Aim | Reproduce the items below, swapping "pixel-corner boxes" for "corner-coordinate boxes" wherever it occurs and leaving every other character as it is.

[Bounding-box items]
================

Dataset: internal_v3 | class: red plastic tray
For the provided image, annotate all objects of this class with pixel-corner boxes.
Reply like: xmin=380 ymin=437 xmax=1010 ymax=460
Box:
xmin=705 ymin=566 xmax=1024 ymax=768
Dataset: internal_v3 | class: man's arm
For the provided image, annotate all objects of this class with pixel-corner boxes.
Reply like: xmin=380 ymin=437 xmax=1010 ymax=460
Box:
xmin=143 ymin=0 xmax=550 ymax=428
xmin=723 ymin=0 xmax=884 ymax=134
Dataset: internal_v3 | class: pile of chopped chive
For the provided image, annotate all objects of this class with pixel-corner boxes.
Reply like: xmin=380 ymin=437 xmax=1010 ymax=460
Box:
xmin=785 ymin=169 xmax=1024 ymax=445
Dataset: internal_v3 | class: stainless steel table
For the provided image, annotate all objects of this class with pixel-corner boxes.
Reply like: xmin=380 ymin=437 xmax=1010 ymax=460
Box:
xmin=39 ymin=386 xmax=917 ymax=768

================

Written solution |
Dataset: internal_v3 | class: red plastic tray
For the provided image, annotate all objects of this class with corner-coordinate boxes.
Reply like: xmin=380 ymin=437 xmax=1010 ymax=460
Box:
xmin=705 ymin=566 xmax=1024 ymax=768
Dataset: internal_v3 | class: man's arm
For the provided image, annotate all objects of this class with corner-coordinate boxes.
Reply like: xmin=380 ymin=437 xmax=1010 ymax=460
Box:
xmin=143 ymin=0 xmax=550 ymax=428
xmin=723 ymin=0 xmax=884 ymax=134
Dataset: internal_v3 | class: pile of chopped chive
For the provided image, annotate all objects of this class with corner-coordinate boxes.
Reply like: xmin=380 ymin=437 xmax=1010 ymax=460
Box:
xmin=785 ymin=169 xmax=1024 ymax=445
Dataset: internal_v3 | class: stainless steel table
For the provided image, annotate all objects of this class with corner-coordinate boxes.
Reply like: xmin=380 ymin=437 xmax=1010 ymax=460
Box:
xmin=39 ymin=386 xmax=917 ymax=768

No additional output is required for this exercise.